[Opening Extracted text section]
DAR preservation award to Stewarts

Sunday, December 11, 2016
Banner Graphic/ERIC BERNSEE The 2016 Historic Preservation Award, presented by Washburn Chapter, Daughters of the American Revolution, is displayed by Susan and Lee Stewart after it was awarded recently by local DAR member Jinsie Bingham (left).

Those longtime stewards of Putnamville history and lore, Susan and Lee Stewart, have been named winners of the 2016 Historic Preservation Award, presented by Washburn Chapter, Daughters of the American Revolution.

“For the past several years Washburn Chapter has recognized folks in Putnam County who are leaders in local historic preservation,” longtime DAR member Jinsie Bingham said of the award.

“We have honored authors, tombstone restorers, memorabilia collectors and old home restorers. Today we honor folks who are saving a town -- Putnamville. Susan and Lee Stewart are recognized for their devotion to a community.”

The history of the western Putnam County community along U.S. 40 won’t be lost, Bingham noted, thanks to the efforts of the Stewarts, who have built on the work of Putnamville area ladies who started collecting history years ago.

Included in that Putnamville narrative, Bingham said, “is the classic traveling salesman and innkeeper’s daughter story.”

Seems that Dr. Daniel Layman, traveling along the National Road (U.S. 40) en route to Terre Haute to set up a medical practice in 1828 met and fell in love with Mary, the innkeeper’s daughter, and the rest is history.

Layman stayed in Putnamville, creating a successful medical practice which he turned over to Dr. Amos Burns, who wrote several more pages of Putnamville history while in the community from 1884-1925.

That history lesson was necessary to understand why Lee Stewart’s contributions were so important after he learned a few years back that Dr. Horn’s old office was about to be demolished.

Stewart leapt into action, enlisting the support of local businesses like the Hartman Sawmill and Cook Lumber Co., and secured labor from the Putnamville Correctional Facility.

They actually “very gingerly” loaded the frame doctor’s office on a low boy and hauled it to its present location in front of the Putnamville Methodist Church at State Road 243 and U.S. 40.

Dr. Horn’s office is now the local museum and Susan Stewart is its curator. She has collected Putnamville stories, memorabilia and photos.
[Closing Extracted text section]
Exercise instructions =
1. In the DAR award article, who is the curator of the museum in Dr. Horn's old office?
2. In the DAR award article, substitute "Lehman" for "Layman" and write out the passage from "Included in that" up to and including "to be demolished.".
3. Continue the DAR award article on the Stewarts from where it stops.
The entries come from a different source than the article.
[Opening Extracted entries section]
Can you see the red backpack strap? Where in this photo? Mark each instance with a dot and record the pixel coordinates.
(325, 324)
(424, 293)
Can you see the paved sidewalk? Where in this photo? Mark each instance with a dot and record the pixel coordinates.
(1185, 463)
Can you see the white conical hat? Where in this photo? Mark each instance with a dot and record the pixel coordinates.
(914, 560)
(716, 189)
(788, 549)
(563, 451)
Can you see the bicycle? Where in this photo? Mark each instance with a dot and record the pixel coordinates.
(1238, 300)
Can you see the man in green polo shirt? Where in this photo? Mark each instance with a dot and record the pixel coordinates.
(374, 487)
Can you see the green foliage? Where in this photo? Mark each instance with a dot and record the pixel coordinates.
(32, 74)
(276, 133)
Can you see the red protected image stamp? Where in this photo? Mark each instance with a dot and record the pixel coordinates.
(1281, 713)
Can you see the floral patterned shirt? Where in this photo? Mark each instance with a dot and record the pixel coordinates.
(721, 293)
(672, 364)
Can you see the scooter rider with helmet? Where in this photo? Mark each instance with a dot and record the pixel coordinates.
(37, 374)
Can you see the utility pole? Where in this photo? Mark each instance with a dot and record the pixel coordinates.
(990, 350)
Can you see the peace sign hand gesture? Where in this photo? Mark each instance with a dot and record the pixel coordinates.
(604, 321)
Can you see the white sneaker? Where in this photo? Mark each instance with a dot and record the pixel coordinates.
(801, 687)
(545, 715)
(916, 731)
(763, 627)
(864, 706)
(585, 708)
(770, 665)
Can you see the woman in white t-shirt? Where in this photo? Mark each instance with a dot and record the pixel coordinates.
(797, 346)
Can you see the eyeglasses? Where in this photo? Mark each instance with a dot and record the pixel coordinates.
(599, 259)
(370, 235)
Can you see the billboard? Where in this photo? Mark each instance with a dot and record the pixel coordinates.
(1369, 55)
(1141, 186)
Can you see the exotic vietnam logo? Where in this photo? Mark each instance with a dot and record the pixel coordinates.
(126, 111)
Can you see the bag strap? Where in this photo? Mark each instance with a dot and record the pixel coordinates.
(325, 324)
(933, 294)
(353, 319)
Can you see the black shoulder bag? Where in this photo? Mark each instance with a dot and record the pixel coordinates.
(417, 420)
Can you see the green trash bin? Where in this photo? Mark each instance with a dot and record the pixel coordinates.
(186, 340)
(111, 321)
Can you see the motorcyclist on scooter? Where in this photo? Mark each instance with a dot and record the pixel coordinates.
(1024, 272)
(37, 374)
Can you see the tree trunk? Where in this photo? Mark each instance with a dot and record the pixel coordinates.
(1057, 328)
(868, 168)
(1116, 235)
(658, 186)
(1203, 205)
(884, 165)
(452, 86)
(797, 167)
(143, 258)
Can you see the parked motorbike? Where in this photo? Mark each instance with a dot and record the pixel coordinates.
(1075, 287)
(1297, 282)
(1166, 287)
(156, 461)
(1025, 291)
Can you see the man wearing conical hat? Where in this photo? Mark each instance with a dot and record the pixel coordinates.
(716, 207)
[Closing Extracted entries section]
Your responses =
1. Susan Stewart

2.
Included in that Putnamville narrative, Bingham said, “is the classic traveling salesman and innkeeper’s daughter story.”

Seems that Dr. Daniel Lehman, traveling along the National Road (U.S. 40) en route to Terre Haute to set up a medical practice in 1828 met and fell in love with Mary, the innkeeper’s daughter, and the rest is history.

Lehman stayed in Putnamville, creating a successful medical practice which he turned over to Dr. Amos Burns, who wrote several more pages of Putnamville history while in the community from 1884-1925.

That history lesson was necessary to understand why Lee Stewart’s contributions were so important after he learned a few years back that Dr. Horn’s old office was about to be demolished.

3.
“Putnamville is an old community,” Bingham noted, “and was an important stagecoach stop on the National Road. The stage didn’t come to Greencastle. You would get off at Putnamville and hopefully find some enterprising farmer to load you up on his wagon and take you to Greencastle -- or you walked.”

Bingham said the Stewarts “will see to it we know the Putnamville story.”

She reminded the audience that when a previous Greencastle city park director suggested tearing down the rock wall that stands along the interior roadway near the DAR log cabin, Lee Stewart was one of the first to fight that notion.

“He got a crew together and fixed it instead,” Bingham said. “That’s the kind of people we want to honor.”

Each year the DAR honors someone locally who has both made and preserved history. Previously recognized by the Washburn Chapter for their historic preservation efforts have been:

-- John Baughman, a retired DePauw professor whose many essays about Putnam County history have been published in book form.

-- Jim Cooper, another DPU retiree who is recognized as a premier historic bridge expert for the state of Indiana.

-- Malcolm Romine, a Putnam County native who authored a number of books about early life in the county.

-- John and Carolyn Carson, who amassed a mountain of Greencastle High School memorabilia and helped start the GHS Alumni Association.

-- Larry Tippin, who has helped restore pioneer cemeteries around the county and whose handiwork can be seen in the old city cemetery next to Blackstock Stadium.

-- Tim and Kim Shinn, who not only restored their former East Washington Street home across from GHS but also renovated the old Dr. Zaring home and its carriage house at Poplar and Vine streets.

-- The collaborative effort between the City of Greencastle and DePauw University on the Stellar Community project was honored with the 2015 Historic Preservation Award.